#### DOCUMENT EXCERPT:
# Replace substrate in established tank?



## sohankpatel

How can I replace my regular gravel with Seachem flourite? I CANNOT dismantle the entire tank because have nowhere to keep my fish as I rebuild the tank. I was thinking that I could put the fish in a bucket and remove a quarter of the water. How can I remove the old substrate and put the new one in without making the water filthy?


----------



## WaterLife

I am guessing the current gravel is inert and so you want to take it out.

Safest way to do this is firstly try to save at least 50% tank water by siphoning it into buckets. Then put fish and plants into a bucket with some tank water (not too little water that the fish quickly pollute it). Then you are free to disturb the current substrate which probably has a lot of toxic nitrogen gas pockets under it. You can either take out the substrate right away if you dont care to clean it. Or you can stir it up in the tank to release the dirtyness and fill it with tap water, siphon the dirty water back out, fill it up again, empty water again, fill it again (repeat until water is clear/not murky), then remove old substrate. Or you could remove substrae and clean out of tank later. Add new substrate (not sure if non-inert substrate is still recommened to be rinsed first). Maybe do another quick water change if water gets murky from new substrate. Once clear/clean enough water, only fill about half way so you can fill the other half with the saved aged tank water. Then replant and then add fish. Walla.

You could do the switch while the fish are in their but that is much messier, takes longer and is much more riskier in exposing the fish to nitrogen gas releases.


----------



## sohankpatel

The tank will only be a few months old, so do I still have to worry about nitrogen has?

Bump: The tank is also 55 gallons so...


----------



## AndreyT

Firstly, where did "nitrogen" come from? Nitrogen gas is completely safe. There's no such thing as "toxic nitrogen gas". The popular scare about toxic gas pockets in aquarium substrate actually refers to _hydrogen sulfide_.

Secondly, the "deadly" effects of sudden release of hydrogen sulfide collected in the substrate in freshwater tanks are greatly exaggerated. The evidence of anything ever being killed by such release is anecdotal at best. Common sense says that it is simply impossible.


----------



## sohankpatel

Any other methods that are efficient?


----------



## keymastr

The biggest problem is keeping the bio-media alive while you do the swap. I would plan on putting the filter/filters on a bucket of tank water so that they continue to be oxygenated. If this is the same bucket the fish will be in even better so long as the circulation is not too strong for them. Depending on how many fish you have you may find a large Rubbermaid tub to be better and provide plenty of room for fish and filters.

You do not want the filters shut down for an hour or so since you will be removing a bunch of bacteria that is on the existing substrate. That means the bacteria in the filters will have to work even harder. I would also not scrub the tank and decorations or clean the filter if you can help it. Wait to do that until the new substrate has been established for a few weeks. Everything in the tank has bacteria that is currently removing ammonia so you want to keep it doing that until the new substrate is helping to do that also.

Once the fish and water is removed just scoop out the old and put in the new that you have rinsed thoroughly outside in a bucket with a hose. Rinse and stir until the water runs clean no matter how you disturb it. Even then it will probably be cloudy for a few days.

(Region-pointing data)
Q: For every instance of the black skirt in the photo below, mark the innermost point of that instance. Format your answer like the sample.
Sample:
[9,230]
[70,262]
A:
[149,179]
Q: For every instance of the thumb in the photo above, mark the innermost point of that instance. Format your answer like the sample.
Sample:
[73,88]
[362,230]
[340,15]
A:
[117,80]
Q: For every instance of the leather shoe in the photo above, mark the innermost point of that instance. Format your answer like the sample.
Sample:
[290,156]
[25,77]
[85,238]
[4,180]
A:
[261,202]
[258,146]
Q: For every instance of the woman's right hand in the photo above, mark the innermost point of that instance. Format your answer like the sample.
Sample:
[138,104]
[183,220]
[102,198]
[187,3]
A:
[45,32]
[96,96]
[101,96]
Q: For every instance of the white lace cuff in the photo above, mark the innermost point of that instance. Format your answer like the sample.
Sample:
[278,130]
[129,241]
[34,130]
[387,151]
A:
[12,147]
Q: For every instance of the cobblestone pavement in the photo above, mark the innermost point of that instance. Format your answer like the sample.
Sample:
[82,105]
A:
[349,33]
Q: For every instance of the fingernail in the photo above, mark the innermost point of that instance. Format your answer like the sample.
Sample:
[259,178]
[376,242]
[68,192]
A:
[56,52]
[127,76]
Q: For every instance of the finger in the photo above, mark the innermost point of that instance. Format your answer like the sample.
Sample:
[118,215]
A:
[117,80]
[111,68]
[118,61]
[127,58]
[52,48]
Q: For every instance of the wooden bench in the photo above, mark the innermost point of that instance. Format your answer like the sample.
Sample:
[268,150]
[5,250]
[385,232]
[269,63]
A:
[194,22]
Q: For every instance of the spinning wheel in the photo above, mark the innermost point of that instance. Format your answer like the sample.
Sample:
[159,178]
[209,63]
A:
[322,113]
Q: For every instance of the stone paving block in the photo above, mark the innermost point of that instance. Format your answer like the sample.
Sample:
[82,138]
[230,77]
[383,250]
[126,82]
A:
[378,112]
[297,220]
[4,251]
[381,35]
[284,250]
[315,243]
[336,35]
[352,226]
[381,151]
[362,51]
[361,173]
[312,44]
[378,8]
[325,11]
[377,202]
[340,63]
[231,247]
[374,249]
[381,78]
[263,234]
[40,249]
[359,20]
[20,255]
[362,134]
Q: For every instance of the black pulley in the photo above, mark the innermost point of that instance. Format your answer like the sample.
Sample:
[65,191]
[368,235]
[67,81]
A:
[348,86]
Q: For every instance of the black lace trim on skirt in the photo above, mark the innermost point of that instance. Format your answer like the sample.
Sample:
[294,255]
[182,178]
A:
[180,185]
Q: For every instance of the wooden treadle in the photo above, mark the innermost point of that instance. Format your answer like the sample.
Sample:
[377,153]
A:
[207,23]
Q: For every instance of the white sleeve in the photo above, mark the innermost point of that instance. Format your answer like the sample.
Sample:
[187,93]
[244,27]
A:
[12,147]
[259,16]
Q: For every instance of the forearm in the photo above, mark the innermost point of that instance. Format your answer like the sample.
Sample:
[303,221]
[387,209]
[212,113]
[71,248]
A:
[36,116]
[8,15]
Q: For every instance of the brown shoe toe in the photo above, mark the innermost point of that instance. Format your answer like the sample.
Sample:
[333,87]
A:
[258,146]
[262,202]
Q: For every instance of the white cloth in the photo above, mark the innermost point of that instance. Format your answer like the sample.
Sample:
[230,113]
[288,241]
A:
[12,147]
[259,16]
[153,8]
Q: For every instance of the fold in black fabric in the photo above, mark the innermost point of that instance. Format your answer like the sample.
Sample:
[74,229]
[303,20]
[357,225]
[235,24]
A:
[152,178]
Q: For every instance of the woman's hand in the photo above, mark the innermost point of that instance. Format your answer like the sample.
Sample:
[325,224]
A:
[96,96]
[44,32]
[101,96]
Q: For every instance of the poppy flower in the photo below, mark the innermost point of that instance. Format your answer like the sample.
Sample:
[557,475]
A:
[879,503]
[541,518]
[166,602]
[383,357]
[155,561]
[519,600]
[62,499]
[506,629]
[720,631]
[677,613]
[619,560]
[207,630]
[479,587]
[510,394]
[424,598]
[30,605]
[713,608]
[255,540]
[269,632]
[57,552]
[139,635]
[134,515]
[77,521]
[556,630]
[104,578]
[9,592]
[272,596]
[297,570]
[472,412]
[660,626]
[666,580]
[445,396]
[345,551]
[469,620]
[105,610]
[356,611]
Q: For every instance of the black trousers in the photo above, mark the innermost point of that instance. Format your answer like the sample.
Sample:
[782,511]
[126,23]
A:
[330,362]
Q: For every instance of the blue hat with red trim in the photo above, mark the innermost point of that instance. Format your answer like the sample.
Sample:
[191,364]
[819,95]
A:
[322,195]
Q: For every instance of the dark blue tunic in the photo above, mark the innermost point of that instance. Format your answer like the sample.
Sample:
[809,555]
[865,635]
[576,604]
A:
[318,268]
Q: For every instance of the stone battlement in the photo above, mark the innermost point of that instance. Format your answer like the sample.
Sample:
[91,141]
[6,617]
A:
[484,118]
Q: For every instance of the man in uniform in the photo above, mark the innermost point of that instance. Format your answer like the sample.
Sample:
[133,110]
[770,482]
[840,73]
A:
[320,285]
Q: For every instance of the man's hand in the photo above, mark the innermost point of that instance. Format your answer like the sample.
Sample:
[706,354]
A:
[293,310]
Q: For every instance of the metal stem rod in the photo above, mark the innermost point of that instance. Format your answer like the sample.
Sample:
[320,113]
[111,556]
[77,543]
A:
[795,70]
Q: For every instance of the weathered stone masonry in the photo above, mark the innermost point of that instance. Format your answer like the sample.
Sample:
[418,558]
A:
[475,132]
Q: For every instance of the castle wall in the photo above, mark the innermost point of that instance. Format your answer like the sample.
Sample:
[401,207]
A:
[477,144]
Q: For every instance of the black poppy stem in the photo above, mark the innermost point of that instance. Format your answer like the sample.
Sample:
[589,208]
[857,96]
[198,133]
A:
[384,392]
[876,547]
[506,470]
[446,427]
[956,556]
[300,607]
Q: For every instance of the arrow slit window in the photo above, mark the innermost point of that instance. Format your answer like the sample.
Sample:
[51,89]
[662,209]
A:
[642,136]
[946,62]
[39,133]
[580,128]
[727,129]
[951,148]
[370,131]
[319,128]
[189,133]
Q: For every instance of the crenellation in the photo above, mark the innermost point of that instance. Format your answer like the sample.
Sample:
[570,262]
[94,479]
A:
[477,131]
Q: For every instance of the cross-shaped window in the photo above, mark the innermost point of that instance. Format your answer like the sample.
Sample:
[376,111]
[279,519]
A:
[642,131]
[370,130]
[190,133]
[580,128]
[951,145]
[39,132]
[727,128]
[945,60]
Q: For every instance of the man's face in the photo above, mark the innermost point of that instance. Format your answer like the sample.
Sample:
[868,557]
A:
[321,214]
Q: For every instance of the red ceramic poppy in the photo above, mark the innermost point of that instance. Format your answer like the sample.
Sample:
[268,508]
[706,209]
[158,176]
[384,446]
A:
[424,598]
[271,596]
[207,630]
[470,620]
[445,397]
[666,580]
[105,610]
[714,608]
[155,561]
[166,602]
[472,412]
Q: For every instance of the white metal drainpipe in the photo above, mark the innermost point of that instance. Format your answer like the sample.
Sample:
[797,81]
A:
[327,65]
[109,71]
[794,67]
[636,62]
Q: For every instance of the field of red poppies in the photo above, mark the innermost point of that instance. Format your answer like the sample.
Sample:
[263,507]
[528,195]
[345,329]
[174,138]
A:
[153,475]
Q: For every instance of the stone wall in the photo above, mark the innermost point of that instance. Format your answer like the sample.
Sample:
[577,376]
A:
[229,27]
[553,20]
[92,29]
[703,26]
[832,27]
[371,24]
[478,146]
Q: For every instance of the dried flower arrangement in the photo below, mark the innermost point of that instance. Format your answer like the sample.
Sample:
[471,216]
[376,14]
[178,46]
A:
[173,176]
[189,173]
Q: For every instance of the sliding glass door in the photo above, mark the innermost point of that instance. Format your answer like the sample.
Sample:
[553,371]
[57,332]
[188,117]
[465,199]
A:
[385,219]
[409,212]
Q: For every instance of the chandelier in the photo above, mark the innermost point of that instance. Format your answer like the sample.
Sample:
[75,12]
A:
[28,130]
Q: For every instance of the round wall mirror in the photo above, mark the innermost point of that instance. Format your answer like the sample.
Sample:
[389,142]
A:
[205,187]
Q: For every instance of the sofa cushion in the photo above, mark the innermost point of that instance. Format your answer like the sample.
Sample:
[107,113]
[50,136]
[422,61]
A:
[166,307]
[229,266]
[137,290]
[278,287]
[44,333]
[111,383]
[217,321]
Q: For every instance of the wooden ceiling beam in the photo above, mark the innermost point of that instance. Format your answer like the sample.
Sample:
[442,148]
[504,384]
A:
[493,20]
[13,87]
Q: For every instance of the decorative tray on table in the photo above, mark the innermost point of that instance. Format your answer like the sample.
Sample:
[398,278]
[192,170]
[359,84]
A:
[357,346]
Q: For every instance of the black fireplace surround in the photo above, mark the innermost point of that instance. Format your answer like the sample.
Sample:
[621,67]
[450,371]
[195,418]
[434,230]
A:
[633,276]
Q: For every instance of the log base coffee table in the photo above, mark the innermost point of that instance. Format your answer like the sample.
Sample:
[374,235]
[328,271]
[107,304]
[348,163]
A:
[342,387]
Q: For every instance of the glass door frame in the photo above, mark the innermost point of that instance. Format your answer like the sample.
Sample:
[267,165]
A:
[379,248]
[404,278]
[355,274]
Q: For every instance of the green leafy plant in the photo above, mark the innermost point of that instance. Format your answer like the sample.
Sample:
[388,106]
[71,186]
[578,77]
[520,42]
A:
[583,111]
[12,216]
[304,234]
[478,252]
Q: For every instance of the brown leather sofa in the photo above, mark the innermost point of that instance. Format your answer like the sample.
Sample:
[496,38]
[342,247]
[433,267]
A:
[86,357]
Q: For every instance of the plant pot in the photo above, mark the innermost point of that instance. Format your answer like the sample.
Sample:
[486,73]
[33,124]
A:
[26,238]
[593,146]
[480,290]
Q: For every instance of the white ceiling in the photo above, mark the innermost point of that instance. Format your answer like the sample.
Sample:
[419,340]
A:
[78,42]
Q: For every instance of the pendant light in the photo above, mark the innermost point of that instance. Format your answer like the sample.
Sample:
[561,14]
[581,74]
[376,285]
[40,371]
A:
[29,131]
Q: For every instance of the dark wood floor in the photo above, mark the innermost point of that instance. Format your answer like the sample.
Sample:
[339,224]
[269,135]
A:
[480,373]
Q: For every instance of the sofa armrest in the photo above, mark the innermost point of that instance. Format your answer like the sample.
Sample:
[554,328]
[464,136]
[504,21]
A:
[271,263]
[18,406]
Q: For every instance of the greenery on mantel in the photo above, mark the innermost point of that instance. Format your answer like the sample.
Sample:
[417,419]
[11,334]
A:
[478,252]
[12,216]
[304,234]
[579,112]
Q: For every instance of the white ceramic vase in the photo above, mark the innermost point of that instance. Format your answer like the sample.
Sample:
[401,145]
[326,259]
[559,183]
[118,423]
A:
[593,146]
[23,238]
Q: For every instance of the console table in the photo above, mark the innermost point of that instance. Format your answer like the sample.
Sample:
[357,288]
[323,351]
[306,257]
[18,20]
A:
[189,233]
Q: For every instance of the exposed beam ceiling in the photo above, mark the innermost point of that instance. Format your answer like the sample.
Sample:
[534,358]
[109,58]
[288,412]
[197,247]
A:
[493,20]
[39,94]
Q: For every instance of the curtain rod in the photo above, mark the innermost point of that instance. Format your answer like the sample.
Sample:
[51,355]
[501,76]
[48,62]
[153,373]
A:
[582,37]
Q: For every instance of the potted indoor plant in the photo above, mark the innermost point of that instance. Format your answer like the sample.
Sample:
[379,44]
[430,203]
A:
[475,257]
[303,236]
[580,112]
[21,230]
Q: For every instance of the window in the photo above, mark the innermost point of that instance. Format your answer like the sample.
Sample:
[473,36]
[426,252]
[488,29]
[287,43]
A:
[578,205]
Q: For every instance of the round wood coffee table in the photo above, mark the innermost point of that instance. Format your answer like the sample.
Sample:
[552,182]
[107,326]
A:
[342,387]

#### PARTS OF THE EXERCISE:
1. Answer these questions about the aquarium substrate thread:
(a) What gas does the popular scare about toxic gas pockets in substrate actually refer to, according to the reply that questions the word "nitrogen"?
(b) How many gallons does the original poster say the tank holds?
(c) What container does the final reply suggest may work better, depending on how many fish there are?
2. Carry the aquarium substrate thread forward from the end of its last post.

#### ANSWERS FOR THE TASKS:
1.
(a) Hydrogen sulfide.
(b) 55 gallons.
(c) A large Rubbermaid tub.

2.
----------



## TINNGG

Faith, trust, pixie dust?

I've only ever removed substrate once on a large tank. Was a colossal pain in the patootie. And this was an unoccupied, dryish tank. I was moving it from one room to another and decided I wanted a finer substrate and no UGF. I still have the finer substrate - mixed with flourite to be sure - some 20 years later. If the tank ever springs a leak requiring me to empty it, then I'll replace it. Otherwise... Hahahah! No.

Just an opinion - changing substrates in small tanks is as easy as changing a shirt. Once it requires more than one person just to move the empty tank, it gets complicated, if only because most people don't habitually leave large tanks empty so you're almost guaranteed livestock relocation.


----------



## FatherLandDescendant

keymastr said:


> You do not want the filters shut down for an hour or so since you will be removing a bunch of bacteria that is on the existing substrate. That means the bacteria in the filters will have to work even harder. I would also not scrub the tank and decorations or clean the filter if you can help it. Wait to do that until the new substrate has been established for a few weeks.


I completely redid one of my tanks and left the canister filter off overnight for around 14-15hrs without any problems. If it's a HOB don't let the pads dry out.

I do agree that you don't want to clean the filter at the same time, and would be best to not clean any hardscape (drift wood and/or other decor) just make sure you also keep such in a bucket of tank water.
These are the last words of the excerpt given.